> [The exercise]:
Quote verbatim the lines of the listing below, from the line containing "wiry stem ->" through the end of the listing, inclusive.

BEGIN The input

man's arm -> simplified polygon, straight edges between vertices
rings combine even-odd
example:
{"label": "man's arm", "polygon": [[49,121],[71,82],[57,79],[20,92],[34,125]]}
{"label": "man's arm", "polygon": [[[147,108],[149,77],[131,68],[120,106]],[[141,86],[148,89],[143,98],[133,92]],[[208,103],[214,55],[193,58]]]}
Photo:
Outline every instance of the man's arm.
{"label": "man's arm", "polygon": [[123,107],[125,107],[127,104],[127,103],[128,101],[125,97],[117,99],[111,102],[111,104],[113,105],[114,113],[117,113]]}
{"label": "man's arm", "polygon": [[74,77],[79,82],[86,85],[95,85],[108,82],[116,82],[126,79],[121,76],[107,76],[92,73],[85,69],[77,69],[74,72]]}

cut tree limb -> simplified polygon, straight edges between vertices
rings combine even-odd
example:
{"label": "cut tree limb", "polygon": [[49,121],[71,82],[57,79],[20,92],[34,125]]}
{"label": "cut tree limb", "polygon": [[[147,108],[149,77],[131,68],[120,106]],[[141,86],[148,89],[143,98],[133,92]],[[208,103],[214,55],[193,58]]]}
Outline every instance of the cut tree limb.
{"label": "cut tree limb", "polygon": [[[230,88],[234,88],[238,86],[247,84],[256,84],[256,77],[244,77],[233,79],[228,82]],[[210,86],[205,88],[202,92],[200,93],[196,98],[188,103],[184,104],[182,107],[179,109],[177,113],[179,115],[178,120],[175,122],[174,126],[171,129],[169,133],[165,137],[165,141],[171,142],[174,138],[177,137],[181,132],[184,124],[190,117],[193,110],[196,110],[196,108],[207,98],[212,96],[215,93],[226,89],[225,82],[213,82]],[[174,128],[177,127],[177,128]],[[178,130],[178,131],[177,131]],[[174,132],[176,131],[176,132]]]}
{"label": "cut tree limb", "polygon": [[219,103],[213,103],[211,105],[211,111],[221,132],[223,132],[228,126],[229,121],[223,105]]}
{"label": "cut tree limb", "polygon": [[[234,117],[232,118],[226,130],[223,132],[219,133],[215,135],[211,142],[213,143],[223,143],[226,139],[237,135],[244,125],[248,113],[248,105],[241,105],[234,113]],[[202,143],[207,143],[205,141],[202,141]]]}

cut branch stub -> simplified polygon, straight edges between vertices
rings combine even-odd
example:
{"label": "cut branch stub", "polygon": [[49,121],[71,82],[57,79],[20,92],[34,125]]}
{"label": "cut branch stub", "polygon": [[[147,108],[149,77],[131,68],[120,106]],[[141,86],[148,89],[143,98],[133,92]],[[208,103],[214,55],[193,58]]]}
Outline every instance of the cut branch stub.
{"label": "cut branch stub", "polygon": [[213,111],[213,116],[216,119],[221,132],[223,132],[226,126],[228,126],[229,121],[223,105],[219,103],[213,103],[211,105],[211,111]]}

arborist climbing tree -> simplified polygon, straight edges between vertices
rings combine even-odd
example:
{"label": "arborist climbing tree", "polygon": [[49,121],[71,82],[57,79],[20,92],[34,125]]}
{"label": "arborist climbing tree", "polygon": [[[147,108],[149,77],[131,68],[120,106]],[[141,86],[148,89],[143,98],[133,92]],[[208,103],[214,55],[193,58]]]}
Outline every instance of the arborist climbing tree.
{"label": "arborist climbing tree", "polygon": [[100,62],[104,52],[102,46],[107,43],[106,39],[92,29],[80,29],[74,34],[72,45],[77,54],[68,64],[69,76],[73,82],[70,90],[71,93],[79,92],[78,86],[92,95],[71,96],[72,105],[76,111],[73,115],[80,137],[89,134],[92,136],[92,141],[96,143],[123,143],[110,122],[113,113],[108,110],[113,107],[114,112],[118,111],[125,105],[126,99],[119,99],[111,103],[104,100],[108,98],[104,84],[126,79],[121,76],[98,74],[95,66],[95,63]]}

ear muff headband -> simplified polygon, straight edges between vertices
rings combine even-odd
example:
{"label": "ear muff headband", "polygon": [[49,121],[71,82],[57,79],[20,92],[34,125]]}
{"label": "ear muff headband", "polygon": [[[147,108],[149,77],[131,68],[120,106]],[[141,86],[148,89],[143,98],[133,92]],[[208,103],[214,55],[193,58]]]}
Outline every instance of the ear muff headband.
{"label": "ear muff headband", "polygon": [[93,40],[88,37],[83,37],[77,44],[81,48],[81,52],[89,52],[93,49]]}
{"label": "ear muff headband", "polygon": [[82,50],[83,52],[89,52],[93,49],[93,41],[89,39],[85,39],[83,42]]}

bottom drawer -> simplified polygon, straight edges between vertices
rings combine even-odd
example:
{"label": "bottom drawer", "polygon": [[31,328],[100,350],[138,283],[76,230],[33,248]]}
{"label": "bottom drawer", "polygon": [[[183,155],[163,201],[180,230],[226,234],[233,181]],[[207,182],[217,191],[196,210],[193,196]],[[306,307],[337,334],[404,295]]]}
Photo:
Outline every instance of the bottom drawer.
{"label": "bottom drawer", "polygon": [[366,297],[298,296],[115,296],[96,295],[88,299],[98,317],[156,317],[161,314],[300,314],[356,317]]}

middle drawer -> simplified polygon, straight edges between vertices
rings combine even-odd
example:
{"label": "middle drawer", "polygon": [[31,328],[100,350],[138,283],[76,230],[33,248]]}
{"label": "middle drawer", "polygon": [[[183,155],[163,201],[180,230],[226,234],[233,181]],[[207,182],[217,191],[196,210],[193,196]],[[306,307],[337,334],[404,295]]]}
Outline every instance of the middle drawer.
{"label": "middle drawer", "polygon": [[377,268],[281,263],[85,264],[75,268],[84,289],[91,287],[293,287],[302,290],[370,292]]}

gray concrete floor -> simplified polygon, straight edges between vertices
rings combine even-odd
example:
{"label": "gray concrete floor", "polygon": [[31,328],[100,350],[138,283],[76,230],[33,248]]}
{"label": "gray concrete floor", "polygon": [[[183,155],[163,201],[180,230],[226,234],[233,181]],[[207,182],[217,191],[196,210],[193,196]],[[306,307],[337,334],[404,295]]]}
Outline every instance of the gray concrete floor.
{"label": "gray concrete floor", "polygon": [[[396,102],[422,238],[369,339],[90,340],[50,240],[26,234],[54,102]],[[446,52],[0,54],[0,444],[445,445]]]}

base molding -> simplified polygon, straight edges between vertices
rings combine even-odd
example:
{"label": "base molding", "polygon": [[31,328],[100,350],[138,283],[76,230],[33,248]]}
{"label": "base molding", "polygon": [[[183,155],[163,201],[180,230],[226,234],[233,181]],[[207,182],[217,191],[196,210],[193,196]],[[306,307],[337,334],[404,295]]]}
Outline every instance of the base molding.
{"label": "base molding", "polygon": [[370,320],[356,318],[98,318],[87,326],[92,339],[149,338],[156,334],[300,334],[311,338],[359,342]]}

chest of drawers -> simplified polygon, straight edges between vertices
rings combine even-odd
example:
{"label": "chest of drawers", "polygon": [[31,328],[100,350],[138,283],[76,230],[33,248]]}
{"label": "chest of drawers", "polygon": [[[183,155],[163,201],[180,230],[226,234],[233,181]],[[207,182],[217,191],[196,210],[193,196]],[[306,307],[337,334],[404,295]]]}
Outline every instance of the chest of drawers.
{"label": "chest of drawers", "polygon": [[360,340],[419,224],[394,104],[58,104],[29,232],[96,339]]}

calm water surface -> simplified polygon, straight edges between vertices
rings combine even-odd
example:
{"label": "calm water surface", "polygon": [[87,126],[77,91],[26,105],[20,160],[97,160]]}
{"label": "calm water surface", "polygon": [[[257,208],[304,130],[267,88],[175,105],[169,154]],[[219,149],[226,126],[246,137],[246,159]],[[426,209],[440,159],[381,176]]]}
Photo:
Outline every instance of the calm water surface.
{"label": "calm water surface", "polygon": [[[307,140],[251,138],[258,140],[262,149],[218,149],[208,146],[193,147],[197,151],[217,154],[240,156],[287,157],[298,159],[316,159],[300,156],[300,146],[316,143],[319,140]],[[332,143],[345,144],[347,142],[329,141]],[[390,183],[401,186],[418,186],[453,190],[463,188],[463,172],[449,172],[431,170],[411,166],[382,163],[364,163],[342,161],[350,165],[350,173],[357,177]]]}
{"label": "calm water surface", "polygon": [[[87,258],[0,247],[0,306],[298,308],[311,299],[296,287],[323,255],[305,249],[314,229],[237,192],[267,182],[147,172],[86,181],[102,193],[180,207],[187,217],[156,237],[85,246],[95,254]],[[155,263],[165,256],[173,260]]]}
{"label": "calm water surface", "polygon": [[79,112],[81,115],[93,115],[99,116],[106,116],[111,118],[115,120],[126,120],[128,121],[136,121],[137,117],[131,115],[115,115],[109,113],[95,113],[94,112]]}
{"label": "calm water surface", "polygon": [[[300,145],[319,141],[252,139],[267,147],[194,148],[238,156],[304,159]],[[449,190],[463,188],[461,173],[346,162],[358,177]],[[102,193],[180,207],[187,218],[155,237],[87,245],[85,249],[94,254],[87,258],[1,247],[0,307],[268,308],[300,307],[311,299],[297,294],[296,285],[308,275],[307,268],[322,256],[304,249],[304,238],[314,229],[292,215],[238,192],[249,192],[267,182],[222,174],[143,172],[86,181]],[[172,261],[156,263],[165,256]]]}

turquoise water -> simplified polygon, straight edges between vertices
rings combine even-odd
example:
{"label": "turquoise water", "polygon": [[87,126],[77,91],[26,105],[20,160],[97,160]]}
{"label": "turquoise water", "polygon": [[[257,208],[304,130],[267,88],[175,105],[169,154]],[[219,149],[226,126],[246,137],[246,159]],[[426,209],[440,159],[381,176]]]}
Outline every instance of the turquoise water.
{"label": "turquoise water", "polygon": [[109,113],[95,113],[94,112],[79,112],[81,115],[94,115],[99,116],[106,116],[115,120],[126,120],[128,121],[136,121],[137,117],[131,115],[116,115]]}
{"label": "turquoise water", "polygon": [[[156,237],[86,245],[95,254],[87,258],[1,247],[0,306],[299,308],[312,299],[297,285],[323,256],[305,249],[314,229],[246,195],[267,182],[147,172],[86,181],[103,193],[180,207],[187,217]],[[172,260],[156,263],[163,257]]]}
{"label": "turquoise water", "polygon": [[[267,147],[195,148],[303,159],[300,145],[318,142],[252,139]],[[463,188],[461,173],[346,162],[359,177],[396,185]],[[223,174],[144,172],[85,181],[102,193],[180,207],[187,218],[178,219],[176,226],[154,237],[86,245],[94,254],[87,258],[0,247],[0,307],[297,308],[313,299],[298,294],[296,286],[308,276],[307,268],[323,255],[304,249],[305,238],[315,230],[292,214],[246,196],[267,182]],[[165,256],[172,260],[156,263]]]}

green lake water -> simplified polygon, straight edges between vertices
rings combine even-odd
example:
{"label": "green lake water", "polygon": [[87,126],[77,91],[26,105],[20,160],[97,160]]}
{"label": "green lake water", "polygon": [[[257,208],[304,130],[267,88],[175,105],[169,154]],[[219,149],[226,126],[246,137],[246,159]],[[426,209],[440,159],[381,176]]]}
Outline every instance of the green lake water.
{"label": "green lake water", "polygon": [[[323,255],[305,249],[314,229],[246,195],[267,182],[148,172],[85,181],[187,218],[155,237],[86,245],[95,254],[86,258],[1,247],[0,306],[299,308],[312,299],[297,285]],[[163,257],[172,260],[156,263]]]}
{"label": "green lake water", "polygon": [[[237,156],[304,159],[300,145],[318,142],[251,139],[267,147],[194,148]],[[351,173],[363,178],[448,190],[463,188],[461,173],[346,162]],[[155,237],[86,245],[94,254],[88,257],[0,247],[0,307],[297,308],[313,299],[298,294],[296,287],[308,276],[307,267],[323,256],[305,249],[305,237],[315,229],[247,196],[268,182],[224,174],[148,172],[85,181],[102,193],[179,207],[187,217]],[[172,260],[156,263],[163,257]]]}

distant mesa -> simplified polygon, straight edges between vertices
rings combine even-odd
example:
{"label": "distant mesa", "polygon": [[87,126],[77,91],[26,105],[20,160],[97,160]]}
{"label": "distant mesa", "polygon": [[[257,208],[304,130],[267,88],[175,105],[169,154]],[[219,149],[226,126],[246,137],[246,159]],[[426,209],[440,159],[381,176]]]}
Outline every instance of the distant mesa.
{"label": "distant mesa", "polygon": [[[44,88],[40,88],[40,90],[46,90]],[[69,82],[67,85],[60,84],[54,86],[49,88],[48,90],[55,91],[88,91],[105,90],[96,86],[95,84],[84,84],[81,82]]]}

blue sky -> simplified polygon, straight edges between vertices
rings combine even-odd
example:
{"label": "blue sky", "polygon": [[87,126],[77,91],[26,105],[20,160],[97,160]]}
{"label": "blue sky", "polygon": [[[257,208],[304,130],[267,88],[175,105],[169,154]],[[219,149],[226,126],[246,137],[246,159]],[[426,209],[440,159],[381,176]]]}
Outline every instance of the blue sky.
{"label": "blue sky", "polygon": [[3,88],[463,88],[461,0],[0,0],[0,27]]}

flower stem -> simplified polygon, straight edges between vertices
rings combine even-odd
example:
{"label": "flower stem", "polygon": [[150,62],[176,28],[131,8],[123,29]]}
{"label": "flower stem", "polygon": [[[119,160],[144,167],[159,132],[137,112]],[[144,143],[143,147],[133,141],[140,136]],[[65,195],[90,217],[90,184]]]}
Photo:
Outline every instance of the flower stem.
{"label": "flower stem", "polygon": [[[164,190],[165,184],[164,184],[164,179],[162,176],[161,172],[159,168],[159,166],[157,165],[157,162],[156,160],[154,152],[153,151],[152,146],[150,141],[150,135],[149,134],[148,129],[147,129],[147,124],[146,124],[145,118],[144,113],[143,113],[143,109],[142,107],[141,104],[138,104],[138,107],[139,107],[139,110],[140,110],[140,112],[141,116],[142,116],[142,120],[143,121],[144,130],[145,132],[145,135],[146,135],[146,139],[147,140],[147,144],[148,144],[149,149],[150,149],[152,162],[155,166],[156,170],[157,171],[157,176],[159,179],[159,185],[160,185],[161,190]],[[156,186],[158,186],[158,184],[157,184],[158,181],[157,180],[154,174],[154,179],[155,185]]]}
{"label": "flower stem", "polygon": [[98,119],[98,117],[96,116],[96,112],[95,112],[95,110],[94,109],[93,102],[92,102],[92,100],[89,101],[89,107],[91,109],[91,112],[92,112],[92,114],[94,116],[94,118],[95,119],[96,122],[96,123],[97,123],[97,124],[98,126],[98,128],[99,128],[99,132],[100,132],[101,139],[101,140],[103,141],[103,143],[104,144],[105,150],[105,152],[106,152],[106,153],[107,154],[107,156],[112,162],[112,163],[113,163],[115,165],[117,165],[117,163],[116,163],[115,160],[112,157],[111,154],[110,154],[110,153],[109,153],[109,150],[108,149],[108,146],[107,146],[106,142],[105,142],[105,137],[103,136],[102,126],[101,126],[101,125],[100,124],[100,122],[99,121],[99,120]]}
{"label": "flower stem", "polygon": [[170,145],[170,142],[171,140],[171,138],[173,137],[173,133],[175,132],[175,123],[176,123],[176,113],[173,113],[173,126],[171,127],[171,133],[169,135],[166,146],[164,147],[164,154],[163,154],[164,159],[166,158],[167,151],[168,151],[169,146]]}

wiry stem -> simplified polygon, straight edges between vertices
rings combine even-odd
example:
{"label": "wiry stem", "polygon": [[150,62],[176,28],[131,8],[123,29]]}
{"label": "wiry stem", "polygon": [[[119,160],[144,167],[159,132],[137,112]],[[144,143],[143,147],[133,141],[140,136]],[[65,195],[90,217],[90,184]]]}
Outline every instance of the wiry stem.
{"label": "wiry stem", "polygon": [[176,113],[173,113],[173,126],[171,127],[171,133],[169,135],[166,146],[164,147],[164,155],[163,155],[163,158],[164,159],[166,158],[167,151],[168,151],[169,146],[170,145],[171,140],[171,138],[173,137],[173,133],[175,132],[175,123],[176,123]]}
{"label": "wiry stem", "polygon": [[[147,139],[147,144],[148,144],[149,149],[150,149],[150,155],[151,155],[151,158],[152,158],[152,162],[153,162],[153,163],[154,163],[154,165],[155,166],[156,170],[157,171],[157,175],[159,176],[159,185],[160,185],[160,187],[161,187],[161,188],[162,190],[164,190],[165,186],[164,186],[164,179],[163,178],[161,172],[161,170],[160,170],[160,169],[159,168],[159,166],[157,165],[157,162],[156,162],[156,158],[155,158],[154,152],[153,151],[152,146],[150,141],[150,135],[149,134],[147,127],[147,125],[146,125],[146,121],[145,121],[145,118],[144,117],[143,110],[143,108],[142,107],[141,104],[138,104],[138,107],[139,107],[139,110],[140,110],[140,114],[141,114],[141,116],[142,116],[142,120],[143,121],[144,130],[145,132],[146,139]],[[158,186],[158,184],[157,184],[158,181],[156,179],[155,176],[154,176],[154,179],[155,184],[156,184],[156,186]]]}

END The input

> [Expected answer]:
wiry stem -> simplified polygon, straight edges between vertices
rings combine even-odd
example:
{"label": "wiry stem", "polygon": [[150,62],[176,28],[131,8],[123,29]]}
{"label": "wiry stem", "polygon": [[[119,160],[144,167],[159,132],[137,112]],[[144,143],[143,147],[133,141],[140,136]],[[65,195],[90,217],[90,184]]]}
Outline every instance of the wiry stem.
{"label": "wiry stem", "polygon": [[176,113],[173,113],[173,126],[171,127],[171,133],[169,135],[166,146],[164,147],[164,155],[163,155],[163,158],[164,159],[166,158],[167,151],[168,151],[169,146],[170,145],[171,140],[171,138],[173,137],[173,133],[175,132],[175,123],[176,123]]}
{"label": "wiry stem", "polygon": [[[147,139],[147,144],[148,144],[149,149],[150,149],[150,155],[151,155],[151,158],[152,158],[152,162],[153,162],[153,163],[154,163],[154,165],[155,166],[156,170],[157,171],[157,175],[159,176],[159,185],[160,185],[160,187],[161,187],[161,188],[162,190],[164,190],[165,186],[164,186],[164,179],[163,178],[161,172],[161,170],[160,170],[160,169],[159,168],[159,166],[157,165],[157,162],[156,162],[156,158],[155,158],[154,152],[153,151],[152,146],[150,141],[150,135],[149,134],[147,127],[147,125],[146,125],[146,121],[145,121],[145,118],[144,117],[143,110],[143,108],[142,107],[141,104],[138,104],[138,107],[139,107],[139,110],[140,110],[140,114],[141,114],[141,116],[142,116],[142,120],[143,121],[144,130],[145,132],[146,139]],[[158,186],[158,184],[157,184],[158,181],[156,179],[155,176],[154,176],[154,179],[155,184],[156,184],[156,186]]]}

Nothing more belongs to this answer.